**Data for this exercise:**
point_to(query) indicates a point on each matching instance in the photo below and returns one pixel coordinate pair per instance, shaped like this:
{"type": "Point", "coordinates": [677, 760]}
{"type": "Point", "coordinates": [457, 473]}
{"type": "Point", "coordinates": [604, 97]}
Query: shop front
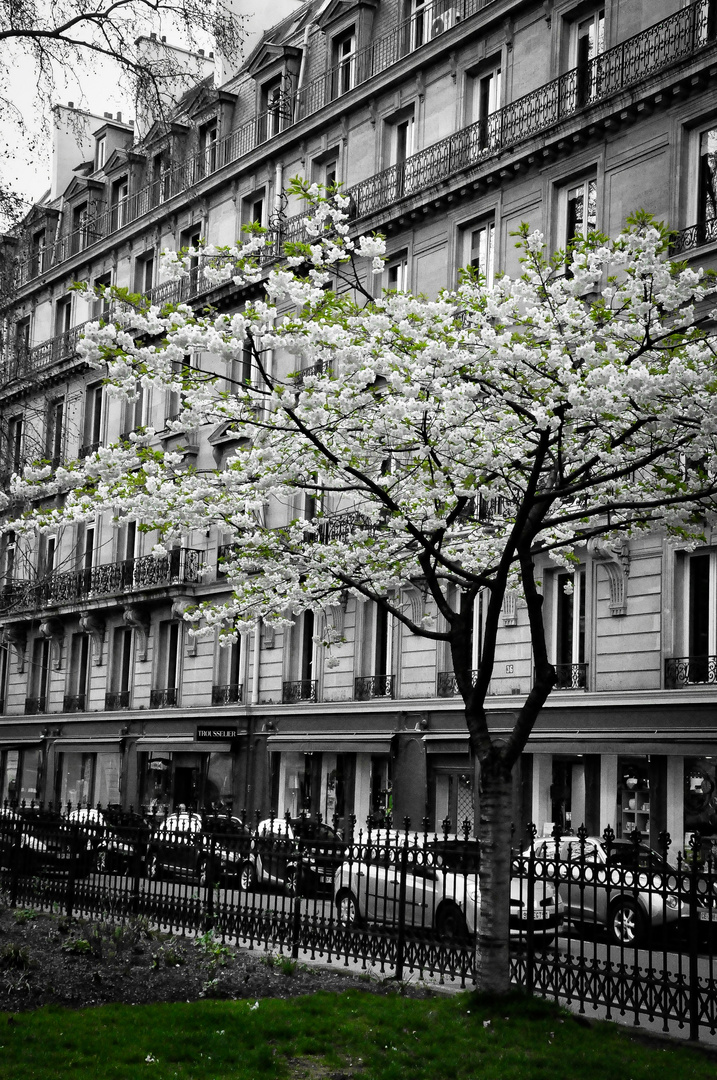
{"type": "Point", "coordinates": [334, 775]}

* * *

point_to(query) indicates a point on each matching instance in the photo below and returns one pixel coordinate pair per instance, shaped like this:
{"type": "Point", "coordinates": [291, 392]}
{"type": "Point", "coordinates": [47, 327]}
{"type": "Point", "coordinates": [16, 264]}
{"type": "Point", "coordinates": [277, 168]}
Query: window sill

**Short task:** Count the lines in the data above that contain the string "coordinates". Reply with the number only.

**Answer to the problem:** 8